部隊内の暴力に甘い処分の自衛隊
朝日新聞デジタルによれば、陸上自衛隊第4特科連隊(福岡県久留米市)で連隊長を務めた男性1等陸佐が、連隊長だった2年前に訓練中に隊員を組み伏せて負傷させたとして、処分を受けていたことがわかった。防衛省陸上幕僚監部によると、1等陸佐は「訓戒」以下の処分を受けた。陸自は、懲戒処分ではないことなどを理由に処分内容の詳細を公表していない。
陸幕などによると、1等陸佐は2014年8月、十文字原(じゅうもんじばる)演習場(大分県別府市)であった訓練の際、敵襲などを警戒する役目をしていた隊員(当時1等陸士)が確認を怠ったため、組み伏せて打撲などの軽傷を負わせたという。
同年9月、上級部隊の第4師団(福岡市)による年次の意識監察(意見調査)で隊員から情報が寄せられて判明した。陸幕広報室は「訓練中の隊員の不適切な対応を矯正するための指導だった。訓練指導の一環としては問題ないが、結果として隊員が負傷したことについては問題があった」と説明している。

抽出データ
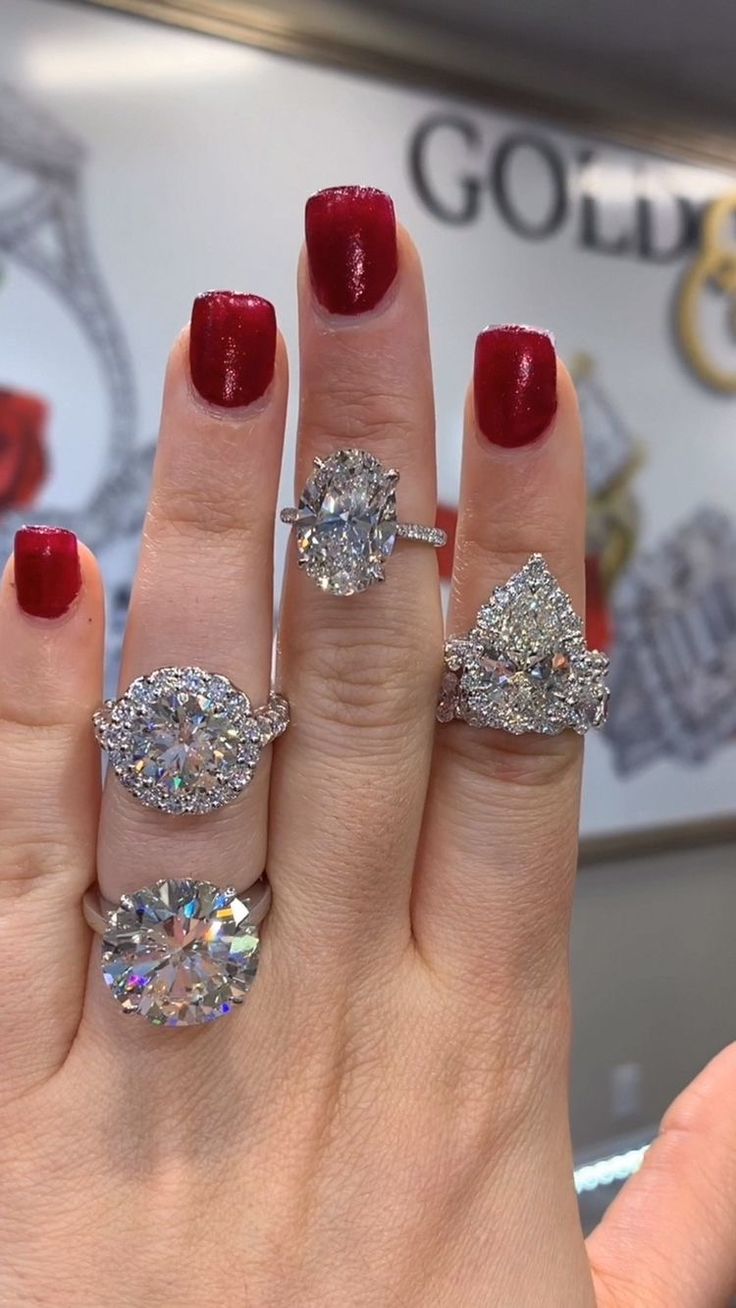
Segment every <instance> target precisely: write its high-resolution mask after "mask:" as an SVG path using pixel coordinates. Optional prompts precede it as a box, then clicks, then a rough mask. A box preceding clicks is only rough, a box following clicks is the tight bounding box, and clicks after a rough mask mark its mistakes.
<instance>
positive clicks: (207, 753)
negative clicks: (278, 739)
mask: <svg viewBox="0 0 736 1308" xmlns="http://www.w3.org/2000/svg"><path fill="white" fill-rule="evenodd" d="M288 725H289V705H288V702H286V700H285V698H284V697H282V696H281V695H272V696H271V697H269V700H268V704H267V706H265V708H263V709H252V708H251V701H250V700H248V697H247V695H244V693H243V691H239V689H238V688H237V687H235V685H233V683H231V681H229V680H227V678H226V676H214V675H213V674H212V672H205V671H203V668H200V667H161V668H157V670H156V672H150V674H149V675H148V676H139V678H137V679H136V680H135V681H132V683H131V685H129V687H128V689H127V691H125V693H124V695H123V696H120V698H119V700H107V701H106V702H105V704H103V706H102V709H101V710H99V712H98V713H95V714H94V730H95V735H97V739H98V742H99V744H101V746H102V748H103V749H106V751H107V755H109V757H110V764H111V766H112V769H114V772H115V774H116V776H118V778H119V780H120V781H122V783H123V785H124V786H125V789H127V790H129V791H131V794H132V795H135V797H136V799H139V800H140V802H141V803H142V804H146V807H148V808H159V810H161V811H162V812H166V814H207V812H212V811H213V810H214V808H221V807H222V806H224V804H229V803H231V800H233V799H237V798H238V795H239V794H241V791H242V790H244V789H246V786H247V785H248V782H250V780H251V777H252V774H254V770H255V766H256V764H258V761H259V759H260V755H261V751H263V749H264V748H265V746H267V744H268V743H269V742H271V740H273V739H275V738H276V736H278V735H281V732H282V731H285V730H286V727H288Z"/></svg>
--
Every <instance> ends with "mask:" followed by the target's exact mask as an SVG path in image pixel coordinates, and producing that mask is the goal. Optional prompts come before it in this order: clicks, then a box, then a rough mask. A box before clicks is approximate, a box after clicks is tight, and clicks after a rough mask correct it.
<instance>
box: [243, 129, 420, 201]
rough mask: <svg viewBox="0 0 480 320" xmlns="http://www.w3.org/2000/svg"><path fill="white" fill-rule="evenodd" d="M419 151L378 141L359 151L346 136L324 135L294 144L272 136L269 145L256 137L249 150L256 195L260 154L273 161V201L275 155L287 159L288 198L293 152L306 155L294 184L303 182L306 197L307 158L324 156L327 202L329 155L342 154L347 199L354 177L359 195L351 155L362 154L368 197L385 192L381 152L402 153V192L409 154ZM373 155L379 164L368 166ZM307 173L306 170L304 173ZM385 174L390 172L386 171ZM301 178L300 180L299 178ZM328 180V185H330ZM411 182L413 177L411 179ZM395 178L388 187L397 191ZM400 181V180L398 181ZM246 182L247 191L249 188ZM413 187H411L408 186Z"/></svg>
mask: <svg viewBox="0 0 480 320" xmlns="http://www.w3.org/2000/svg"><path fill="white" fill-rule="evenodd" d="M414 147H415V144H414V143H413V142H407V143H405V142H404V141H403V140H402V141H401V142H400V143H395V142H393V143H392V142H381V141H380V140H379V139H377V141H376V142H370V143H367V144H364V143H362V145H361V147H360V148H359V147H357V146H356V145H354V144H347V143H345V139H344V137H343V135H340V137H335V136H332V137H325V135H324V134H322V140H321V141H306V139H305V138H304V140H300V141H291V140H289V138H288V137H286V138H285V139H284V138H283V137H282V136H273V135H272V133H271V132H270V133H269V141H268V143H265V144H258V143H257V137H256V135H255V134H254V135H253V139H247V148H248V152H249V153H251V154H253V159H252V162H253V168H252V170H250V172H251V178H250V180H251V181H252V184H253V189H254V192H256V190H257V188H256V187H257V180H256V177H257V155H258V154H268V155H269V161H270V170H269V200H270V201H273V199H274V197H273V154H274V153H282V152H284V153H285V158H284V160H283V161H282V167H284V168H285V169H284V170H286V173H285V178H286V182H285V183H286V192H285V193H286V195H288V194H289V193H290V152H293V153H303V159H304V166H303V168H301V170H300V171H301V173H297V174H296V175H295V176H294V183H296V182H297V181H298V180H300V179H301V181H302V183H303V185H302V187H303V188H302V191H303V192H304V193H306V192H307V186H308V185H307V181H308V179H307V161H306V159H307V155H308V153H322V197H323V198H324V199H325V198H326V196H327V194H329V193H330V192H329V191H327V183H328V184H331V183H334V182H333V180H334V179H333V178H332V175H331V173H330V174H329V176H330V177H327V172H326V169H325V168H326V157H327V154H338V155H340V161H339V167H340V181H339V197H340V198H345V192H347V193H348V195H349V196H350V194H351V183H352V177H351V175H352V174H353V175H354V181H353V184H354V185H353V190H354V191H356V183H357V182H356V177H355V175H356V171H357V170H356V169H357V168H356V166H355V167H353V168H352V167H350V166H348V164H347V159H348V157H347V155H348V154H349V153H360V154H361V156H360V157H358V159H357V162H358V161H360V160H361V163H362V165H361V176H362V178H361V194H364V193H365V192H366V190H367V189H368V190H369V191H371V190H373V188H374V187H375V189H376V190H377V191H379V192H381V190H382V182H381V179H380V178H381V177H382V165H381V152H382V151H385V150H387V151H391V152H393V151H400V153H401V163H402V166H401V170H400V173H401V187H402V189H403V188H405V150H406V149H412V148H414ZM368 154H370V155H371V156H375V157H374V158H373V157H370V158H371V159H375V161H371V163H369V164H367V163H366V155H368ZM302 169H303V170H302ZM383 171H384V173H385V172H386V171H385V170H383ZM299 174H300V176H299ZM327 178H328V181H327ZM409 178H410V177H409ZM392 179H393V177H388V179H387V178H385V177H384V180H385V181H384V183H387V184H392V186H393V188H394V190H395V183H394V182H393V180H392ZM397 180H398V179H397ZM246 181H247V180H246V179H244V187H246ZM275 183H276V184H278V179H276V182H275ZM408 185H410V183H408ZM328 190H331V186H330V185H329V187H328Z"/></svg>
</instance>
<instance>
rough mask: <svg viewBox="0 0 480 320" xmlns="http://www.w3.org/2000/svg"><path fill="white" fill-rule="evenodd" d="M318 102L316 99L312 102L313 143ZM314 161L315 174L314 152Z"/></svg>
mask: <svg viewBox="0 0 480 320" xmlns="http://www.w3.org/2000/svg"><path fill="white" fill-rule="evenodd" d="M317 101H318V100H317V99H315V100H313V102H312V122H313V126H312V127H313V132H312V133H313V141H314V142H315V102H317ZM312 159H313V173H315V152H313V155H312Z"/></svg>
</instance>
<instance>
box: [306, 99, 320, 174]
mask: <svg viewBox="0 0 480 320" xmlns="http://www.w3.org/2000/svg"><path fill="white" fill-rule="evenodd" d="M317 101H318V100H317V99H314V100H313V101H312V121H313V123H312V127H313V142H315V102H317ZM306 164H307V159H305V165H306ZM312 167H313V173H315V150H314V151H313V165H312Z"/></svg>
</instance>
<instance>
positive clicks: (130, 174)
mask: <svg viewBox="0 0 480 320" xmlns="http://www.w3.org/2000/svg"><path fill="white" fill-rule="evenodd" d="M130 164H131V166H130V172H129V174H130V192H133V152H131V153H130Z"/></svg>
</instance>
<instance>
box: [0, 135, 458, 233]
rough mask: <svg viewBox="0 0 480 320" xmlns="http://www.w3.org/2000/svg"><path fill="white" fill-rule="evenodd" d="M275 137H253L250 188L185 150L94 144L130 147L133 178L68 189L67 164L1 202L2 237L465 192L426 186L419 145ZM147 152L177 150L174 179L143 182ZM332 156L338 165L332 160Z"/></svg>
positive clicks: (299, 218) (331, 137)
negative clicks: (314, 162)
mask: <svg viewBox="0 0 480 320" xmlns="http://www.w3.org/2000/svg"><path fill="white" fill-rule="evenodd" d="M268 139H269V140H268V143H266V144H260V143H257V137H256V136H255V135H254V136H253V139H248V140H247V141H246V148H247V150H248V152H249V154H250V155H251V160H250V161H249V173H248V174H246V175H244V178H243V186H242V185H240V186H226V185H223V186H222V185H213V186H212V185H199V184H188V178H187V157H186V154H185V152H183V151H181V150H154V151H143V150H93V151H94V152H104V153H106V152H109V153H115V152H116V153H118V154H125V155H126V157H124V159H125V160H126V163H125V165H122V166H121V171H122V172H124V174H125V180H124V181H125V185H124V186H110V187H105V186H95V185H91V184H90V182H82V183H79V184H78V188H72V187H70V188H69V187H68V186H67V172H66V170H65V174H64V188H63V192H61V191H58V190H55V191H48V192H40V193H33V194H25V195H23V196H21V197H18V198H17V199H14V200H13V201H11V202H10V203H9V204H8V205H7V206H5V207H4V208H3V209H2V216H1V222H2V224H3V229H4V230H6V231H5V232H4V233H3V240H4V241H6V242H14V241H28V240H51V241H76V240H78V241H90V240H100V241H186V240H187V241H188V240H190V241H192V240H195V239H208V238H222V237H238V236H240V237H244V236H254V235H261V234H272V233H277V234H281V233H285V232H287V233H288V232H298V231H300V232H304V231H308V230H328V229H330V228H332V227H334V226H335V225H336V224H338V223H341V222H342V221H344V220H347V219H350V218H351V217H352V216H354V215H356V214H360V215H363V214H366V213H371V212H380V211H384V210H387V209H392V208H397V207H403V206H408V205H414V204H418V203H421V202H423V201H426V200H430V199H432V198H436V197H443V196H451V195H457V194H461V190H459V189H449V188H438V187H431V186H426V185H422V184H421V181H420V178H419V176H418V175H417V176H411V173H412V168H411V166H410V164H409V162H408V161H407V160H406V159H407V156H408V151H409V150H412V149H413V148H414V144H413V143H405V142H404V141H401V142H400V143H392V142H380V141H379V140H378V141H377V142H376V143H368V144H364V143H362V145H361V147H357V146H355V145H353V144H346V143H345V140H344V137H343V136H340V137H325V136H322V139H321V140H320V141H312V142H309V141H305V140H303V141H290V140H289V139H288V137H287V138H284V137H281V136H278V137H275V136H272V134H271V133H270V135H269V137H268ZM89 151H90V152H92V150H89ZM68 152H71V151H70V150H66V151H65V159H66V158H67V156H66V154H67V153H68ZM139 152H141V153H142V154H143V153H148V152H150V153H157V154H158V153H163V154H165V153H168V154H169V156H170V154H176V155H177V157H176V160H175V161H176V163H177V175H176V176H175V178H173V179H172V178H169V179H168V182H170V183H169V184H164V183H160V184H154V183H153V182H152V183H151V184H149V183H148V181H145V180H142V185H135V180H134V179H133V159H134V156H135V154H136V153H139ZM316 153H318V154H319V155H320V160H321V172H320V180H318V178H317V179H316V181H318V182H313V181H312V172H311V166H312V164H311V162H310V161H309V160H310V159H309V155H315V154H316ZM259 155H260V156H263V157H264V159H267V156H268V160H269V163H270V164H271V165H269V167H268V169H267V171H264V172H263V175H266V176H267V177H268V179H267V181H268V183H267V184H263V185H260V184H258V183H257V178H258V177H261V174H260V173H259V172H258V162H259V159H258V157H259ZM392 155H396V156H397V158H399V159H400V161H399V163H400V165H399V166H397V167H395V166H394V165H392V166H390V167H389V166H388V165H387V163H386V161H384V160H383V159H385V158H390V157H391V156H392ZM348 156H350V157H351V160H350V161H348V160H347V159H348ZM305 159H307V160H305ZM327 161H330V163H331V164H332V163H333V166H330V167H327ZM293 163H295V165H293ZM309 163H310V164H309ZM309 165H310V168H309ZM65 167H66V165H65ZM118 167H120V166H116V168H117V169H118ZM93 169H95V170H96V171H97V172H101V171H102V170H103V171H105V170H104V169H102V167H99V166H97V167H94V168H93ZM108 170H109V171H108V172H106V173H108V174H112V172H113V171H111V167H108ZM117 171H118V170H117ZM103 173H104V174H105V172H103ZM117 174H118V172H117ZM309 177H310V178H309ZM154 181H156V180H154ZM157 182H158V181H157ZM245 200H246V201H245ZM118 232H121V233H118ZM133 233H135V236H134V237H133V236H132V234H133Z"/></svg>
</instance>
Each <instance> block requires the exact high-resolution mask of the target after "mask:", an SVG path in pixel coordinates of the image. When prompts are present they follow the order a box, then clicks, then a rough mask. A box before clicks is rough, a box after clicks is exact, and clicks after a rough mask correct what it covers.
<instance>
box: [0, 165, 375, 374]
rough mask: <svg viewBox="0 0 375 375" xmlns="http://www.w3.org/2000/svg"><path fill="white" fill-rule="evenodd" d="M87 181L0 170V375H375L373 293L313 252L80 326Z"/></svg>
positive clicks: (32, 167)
...
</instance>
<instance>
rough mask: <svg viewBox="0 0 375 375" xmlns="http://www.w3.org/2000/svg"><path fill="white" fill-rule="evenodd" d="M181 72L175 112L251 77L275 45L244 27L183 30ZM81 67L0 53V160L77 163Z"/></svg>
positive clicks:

やること
自衛隊の処分に関する提示文から、「部隊内の暴力に甘い処分の自衛隊」から「などの軽傷を負わせたという。」までの全部を、一字も変えずに書き写すこと。

回答欄
部隊内の暴力に甘い処分の自衛隊
朝日新聞デジタルによれば、陸上自衛隊第4特科連隊(福岡県久留米市)で連隊長を務めた男性1等陸佐が、連隊長だった2年前に訓練中に隊員を組み伏せて負傷させたとして、処分を受けていたことがわかった。防衛省陸上幕僚監部によると、1等陸佐は「訓戒」以下の処分を受けた。陸自は、懲戒処分ではないことなどを理由に処分内容の詳細を公表していない。
陸幕などによると、1等陸佐は2014年8月、十文字原(じゅうもんじばる)演習場(大分県別府市)であった訓練の際、敵襲などを警戒する役目をしていた隊員(当時1等陸士)が確認を怠ったため、組み伏せて打撲などの軽傷を負わせたという。